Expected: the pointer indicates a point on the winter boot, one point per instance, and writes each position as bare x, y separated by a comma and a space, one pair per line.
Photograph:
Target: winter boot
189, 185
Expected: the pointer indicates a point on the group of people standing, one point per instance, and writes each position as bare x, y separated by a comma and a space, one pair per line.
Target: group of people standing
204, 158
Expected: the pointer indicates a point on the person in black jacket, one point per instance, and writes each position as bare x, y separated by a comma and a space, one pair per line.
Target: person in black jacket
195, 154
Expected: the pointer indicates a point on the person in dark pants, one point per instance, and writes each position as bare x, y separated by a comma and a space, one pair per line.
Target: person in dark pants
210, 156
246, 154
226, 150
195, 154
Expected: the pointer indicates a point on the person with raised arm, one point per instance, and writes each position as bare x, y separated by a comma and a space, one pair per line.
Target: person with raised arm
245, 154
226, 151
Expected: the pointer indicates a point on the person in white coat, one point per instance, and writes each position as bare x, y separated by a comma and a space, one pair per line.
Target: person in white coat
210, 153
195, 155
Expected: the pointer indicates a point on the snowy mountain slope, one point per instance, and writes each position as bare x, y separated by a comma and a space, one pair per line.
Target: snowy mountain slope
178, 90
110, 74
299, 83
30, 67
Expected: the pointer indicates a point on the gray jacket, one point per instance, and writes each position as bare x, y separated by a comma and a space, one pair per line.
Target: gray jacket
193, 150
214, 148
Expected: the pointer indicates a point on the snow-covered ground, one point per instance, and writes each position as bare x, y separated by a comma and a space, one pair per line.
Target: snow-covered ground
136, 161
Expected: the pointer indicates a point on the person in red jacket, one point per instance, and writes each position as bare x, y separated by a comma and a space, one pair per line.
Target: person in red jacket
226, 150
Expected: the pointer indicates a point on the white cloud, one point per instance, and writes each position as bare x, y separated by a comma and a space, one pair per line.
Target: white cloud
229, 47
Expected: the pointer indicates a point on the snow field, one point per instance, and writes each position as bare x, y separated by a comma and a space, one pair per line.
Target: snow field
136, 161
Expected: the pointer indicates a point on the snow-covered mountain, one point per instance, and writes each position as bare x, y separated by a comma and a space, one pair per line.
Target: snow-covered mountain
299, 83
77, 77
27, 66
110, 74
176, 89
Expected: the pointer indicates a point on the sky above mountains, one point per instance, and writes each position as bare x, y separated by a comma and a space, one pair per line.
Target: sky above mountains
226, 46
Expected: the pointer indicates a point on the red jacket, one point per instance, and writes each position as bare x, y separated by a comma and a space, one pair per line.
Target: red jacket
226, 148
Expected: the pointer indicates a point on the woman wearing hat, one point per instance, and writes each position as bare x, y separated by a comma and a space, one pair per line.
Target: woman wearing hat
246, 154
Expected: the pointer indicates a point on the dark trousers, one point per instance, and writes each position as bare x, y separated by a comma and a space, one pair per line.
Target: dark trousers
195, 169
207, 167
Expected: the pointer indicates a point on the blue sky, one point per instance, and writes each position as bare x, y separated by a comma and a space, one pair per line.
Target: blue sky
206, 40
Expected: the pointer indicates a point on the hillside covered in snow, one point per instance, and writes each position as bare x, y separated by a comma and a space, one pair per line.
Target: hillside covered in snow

:::

*PROMPT*
Convert the entries above into a Markdown table with two columns headed Row and Line. Give each nonblank line its own row, numbered in order, and leave out blank lines.

*REPLY*
| Row | Line |
|---|---|
| 1 | Expected: the pointer indicates a point on the winter boot, one point per instance, and writes each position as bare x, y separated by a comma and a space, one pair per line. |
| 2 | Photograph: |
| 3 | Target: winter boot |
| 4 | 189, 185 |
| 5 | Expected: the pointer indicates a point on the group of people standing, one point per instance, and writes each position as bare x, y separated by a comma and a space, one pair per line. |
| 6 | Target: group of people standing |
| 7 | 204, 158 |
| 8 | Expected: the pointer indicates a point on the person in black jacket, one point per instance, and writes each position as bare x, y separated by a comma and a space, one pair per line. |
| 9 | Target: person in black jacket |
| 10 | 195, 154 |
| 11 | Expected: the pointer indicates a point on the person in dark pants, one point per instance, and writes each position as bare x, y separated by a comma and a space, one pair per line. |
| 12 | Target: person in dark pants |
| 13 | 210, 156 |
| 14 | 246, 154 |
| 15 | 226, 150 |
| 16 | 195, 154 |
| 17 | Expected: the pointer indicates a point on the person with raised arm, one point per instance, and writes each position as bare x, y separated by a comma and a space, one pair per line. |
| 18 | Target: person with raised arm |
| 19 | 245, 154 |
| 20 | 226, 151 |
| 21 | Expected: the pointer indicates a point on the person in white coat, one point per instance, and writes each position as bare x, y separated by a comma and a space, one pair per line. |
| 22 | Target: person in white coat |
| 23 | 210, 153 |
| 24 | 195, 155 |
| 25 | Expected: the pointer indicates a point on the snowy mountain slope, one point per instance, and writes each position as bare x, y separated by a comma and a space, one pair per line. |
| 26 | Target: snowy mountain slope |
| 27 | 178, 90 |
| 28 | 110, 74 |
| 29 | 299, 83 |
| 30 | 30, 67 |
| 31 | Expected: the pointer indicates a point on the gray jacket, one point per instance, and writes each position as bare x, y separated by a comma and a space, one pair per line. |
| 32 | Target: gray jacket |
| 33 | 193, 150 |
| 34 | 214, 148 |
| 35 | Expected: the pointer indicates a point on the snow-covered ground, one point per instance, and writes each position as bare x, y separated by a comma and a space, one pair per line. |
| 36 | Target: snow-covered ground |
| 37 | 136, 161 |
| 38 | Expected: the pointer indicates a point on the person in red jacket, one point per instance, and writes each position as bare x, y separated by a comma and a space, one pair per line. |
| 39 | Target: person in red jacket |
| 40 | 226, 150 |
| 41 | Expected: the pointer indicates a point on the white cloud, one point per instance, and writes each position as bare x, y separated by a comma and a space, one pair per line. |
| 42 | Target: white cloud |
| 43 | 229, 47 |
| 44 | Expected: the pointer indicates a point on the snow field, one point per instance, and writes each position as bare x, y separated by a comma and a space, one pair per line. |
| 45 | Target: snow field |
| 46 | 136, 161 |
| 47 | Expected: the pointer indicates a point on the snow-covered mountain, one point per instance, and writes each position as bare x, y separated by a comma and a space, one pair per line. |
| 48 | Target: snow-covered mountain |
| 49 | 299, 83 |
| 50 | 77, 77 |
| 51 | 27, 66 |
| 52 | 110, 74 |
| 53 | 176, 89 |
| 54 | Expected: the pointer indicates a point on the sky above mountains, one point per instance, and writes each position as bare x, y separated by a comma and a space, one pair per line. |
| 55 | Target: sky above mountains |
| 56 | 226, 46 |
| 57 | Expected: the pointer indicates a point on the red jacket, one point per instance, and writes each position as bare x, y separated by a comma and a space, one pair per line. |
| 58 | Target: red jacket |
| 59 | 226, 148 |
| 60 | Expected: the pointer indicates a point on the woman wearing hat, one point per instance, and writes each position as bare x, y separated by a comma and a space, one pair per line. |
| 61 | Target: woman wearing hat |
| 62 | 246, 154 |
| 63 | Expected: the pointer indicates a point on the dark trousers, one point per instance, and writes each position as bare x, y separated by a comma and a space, one pair per line. |
| 64 | Target: dark trousers |
| 65 | 195, 169 |
| 66 | 207, 167 |
| 67 | Expected: the pointer indicates a point on the blue sky, one point per instance, and writes each position as bare x, y separated by a comma and a space, one pair per line. |
| 68 | Target: blue sky |
| 69 | 206, 40 |
| 70 | Expected: the pointer indicates a point on the hillside covered in snow, one point per instance, and writes each position as bare x, y separated by a comma and a space, one pair per line. |
| 71 | Target: hillside covered in snow |